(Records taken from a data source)
[Begin]
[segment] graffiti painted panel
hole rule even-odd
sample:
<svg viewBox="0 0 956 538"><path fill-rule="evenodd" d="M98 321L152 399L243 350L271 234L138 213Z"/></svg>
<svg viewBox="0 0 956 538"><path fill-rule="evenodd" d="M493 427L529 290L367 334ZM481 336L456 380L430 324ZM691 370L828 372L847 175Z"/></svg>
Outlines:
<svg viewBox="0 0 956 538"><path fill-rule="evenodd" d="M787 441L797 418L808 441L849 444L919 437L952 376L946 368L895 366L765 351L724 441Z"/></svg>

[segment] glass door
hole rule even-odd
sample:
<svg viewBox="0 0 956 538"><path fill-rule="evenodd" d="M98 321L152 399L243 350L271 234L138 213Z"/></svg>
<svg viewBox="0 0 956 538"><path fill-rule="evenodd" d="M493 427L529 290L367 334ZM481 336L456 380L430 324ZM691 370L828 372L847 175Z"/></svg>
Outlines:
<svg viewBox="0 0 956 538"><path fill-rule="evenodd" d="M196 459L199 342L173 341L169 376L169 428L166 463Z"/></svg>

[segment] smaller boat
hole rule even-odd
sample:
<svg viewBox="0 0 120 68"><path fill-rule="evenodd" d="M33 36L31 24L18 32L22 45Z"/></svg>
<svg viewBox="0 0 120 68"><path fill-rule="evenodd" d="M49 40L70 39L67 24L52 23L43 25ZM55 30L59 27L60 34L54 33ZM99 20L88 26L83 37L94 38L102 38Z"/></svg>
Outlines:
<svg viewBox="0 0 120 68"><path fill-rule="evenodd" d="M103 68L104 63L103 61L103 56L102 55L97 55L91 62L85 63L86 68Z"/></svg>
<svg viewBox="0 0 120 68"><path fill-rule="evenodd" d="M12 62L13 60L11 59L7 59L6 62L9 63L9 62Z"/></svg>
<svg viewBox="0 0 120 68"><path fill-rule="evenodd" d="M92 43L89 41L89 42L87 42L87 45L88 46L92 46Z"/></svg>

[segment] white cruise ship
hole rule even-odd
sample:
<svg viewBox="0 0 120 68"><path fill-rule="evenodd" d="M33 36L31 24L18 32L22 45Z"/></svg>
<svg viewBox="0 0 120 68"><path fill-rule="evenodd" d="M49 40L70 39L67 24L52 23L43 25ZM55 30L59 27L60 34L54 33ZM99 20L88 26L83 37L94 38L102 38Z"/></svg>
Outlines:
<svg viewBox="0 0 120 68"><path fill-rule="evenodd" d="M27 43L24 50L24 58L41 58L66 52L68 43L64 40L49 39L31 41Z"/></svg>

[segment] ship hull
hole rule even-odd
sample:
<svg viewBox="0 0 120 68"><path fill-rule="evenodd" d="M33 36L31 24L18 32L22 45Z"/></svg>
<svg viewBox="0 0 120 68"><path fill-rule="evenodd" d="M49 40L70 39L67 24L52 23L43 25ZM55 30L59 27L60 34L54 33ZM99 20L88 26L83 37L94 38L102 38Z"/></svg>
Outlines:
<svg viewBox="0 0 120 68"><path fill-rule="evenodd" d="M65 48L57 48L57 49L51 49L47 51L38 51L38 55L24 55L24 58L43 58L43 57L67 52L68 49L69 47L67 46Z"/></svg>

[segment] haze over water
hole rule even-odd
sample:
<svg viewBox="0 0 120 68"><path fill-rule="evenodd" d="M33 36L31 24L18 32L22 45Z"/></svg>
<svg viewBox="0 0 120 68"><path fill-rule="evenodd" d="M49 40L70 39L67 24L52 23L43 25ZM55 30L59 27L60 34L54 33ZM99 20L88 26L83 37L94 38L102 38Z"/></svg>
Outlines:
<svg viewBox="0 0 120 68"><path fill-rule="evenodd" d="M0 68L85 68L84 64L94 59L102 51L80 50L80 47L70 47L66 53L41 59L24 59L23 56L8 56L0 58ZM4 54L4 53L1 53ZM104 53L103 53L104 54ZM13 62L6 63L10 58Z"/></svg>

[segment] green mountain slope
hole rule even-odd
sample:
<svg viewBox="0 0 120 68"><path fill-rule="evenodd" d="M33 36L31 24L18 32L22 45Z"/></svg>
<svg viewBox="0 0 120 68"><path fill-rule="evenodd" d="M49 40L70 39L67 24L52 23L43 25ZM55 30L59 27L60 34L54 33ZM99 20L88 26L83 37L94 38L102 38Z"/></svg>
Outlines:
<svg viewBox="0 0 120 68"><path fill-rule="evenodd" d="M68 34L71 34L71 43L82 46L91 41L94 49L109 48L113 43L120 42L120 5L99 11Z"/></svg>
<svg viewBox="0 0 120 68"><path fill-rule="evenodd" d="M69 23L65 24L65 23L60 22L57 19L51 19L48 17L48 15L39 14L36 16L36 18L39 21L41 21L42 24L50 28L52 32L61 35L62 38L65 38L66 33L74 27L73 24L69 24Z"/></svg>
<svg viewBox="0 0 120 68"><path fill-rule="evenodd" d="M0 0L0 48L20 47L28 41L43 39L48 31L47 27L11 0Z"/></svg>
[End]
WHAT TO WORK ON
Copy all of the lines above, character for character.

FINISHED EXERCISE
[segment] graffiti painted panel
hole rule even-odd
sample:
<svg viewBox="0 0 956 538"><path fill-rule="evenodd" d="M98 321L152 399L243 350L271 234L138 213Z"/></svg>
<svg viewBox="0 0 956 538"><path fill-rule="evenodd" d="M493 427L529 290L367 334ZM481 336L456 380L430 324ZM691 370L828 372L847 175Z"/></svg>
Outlines:
<svg viewBox="0 0 956 538"><path fill-rule="evenodd" d="M787 441L797 418L808 441L849 444L919 437L952 376L946 368L895 366L765 351L724 441Z"/></svg>

[segment] glass door
hole rule even-odd
sample:
<svg viewBox="0 0 956 538"><path fill-rule="evenodd" d="M98 321L152 399L243 350L271 234L138 213Z"/></svg>
<svg viewBox="0 0 956 538"><path fill-rule="evenodd" d="M493 427L529 290L367 334ZM481 336L456 380L430 324ZM691 370L828 372L847 175Z"/></svg>
Outlines:
<svg viewBox="0 0 956 538"><path fill-rule="evenodd" d="M196 459L199 342L173 341L169 376L169 428L166 463Z"/></svg>

[segment] smaller boat
hole rule even-odd
sample:
<svg viewBox="0 0 120 68"><path fill-rule="evenodd" d="M33 36L31 24L18 32L22 45Z"/></svg>
<svg viewBox="0 0 120 68"><path fill-rule="evenodd" d="M49 40L70 39L67 24L52 23L43 25ZM55 30L59 27L60 34L54 33ZM99 20L88 26L83 37L94 38L102 38Z"/></svg>
Outlines:
<svg viewBox="0 0 120 68"><path fill-rule="evenodd" d="M103 68L104 63L103 61L103 56L102 55L97 55L91 62L85 63L86 68Z"/></svg>
<svg viewBox="0 0 120 68"><path fill-rule="evenodd" d="M12 62L13 60L11 59L7 59L6 62L9 63L9 62Z"/></svg>
<svg viewBox="0 0 120 68"><path fill-rule="evenodd" d="M92 43L89 41L89 42L87 42L87 45L88 46L92 46Z"/></svg>

[segment] white cruise ship
hole rule even-odd
sample:
<svg viewBox="0 0 120 68"><path fill-rule="evenodd" d="M33 36L31 24L18 32L22 45Z"/></svg>
<svg viewBox="0 0 120 68"><path fill-rule="evenodd" d="M49 40L70 39L67 24L52 23L43 25ZM55 30L59 27L60 34L54 33ZM99 20L88 26L83 37L94 38L102 38Z"/></svg>
Outlines:
<svg viewBox="0 0 120 68"><path fill-rule="evenodd" d="M27 43L24 50L24 58L41 58L66 52L68 43L64 40L49 39L31 41Z"/></svg>

[segment] ship hull
hole rule even-odd
sample:
<svg viewBox="0 0 120 68"><path fill-rule="evenodd" d="M33 36L31 24L18 32L22 45Z"/></svg>
<svg viewBox="0 0 120 68"><path fill-rule="evenodd" d="M49 40L70 39L67 24L52 23L43 25ZM55 30L59 27L60 34L54 33ZM99 20L88 26L83 37L94 38L102 38Z"/></svg>
Outlines:
<svg viewBox="0 0 120 68"><path fill-rule="evenodd" d="M65 48L57 48L57 49L51 49L47 51L38 51L38 55L24 55L24 58L43 58L43 57L67 52L68 49L69 47L67 46Z"/></svg>

[segment] haze over water
hole rule even-odd
sample:
<svg viewBox="0 0 120 68"><path fill-rule="evenodd" d="M33 36L31 24L18 32L22 45Z"/></svg>
<svg viewBox="0 0 120 68"><path fill-rule="evenodd" d="M49 40L70 39L67 24L52 23L43 25ZM55 30L59 27L60 34L54 33ZM99 20L88 26L83 37L94 38L102 38Z"/></svg>
Outlines:
<svg viewBox="0 0 120 68"><path fill-rule="evenodd" d="M0 68L85 68L84 64L94 59L102 51L80 50L80 47L70 47L66 53L41 59L24 59L23 56L8 56L0 58ZM4 54L4 53L1 53ZM104 53L103 53L104 54ZM13 62L6 63L10 58Z"/></svg>

[segment] green mountain slope
hole rule even-odd
sample:
<svg viewBox="0 0 120 68"><path fill-rule="evenodd" d="M33 36L31 24L18 32L22 45Z"/></svg>
<svg viewBox="0 0 120 68"><path fill-rule="evenodd" d="M49 40L70 39L67 24L52 23L43 25ZM55 30L59 27L60 34L54 33ZM99 20L88 26L83 37L94 38L102 38Z"/></svg>
Outlines:
<svg viewBox="0 0 120 68"><path fill-rule="evenodd" d="M68 34L71 34L71 43L82 46L91 41L94 49L109 48L113 43L120 42L120 5L99 11Z"/></svg>
<svg viewBox="0 0 120 68"><path fill-rule="evenodd" d="M69 23L65 24L65 23L60 22L57 19L51 19L48 17L48 15L39 14L36 16L36 18L39 21L41 21L42 24L50 28L52 32L61 35L62 38L65 38L66 33L74 27L73 24L69 24Z"/></svg>
<svg viewBox="0 0 120 68"><path fill-rule="evenodd" d="M0 0L0 48L20 47L28 41L43 39L48 31L47 27L11 0Z"/></svg>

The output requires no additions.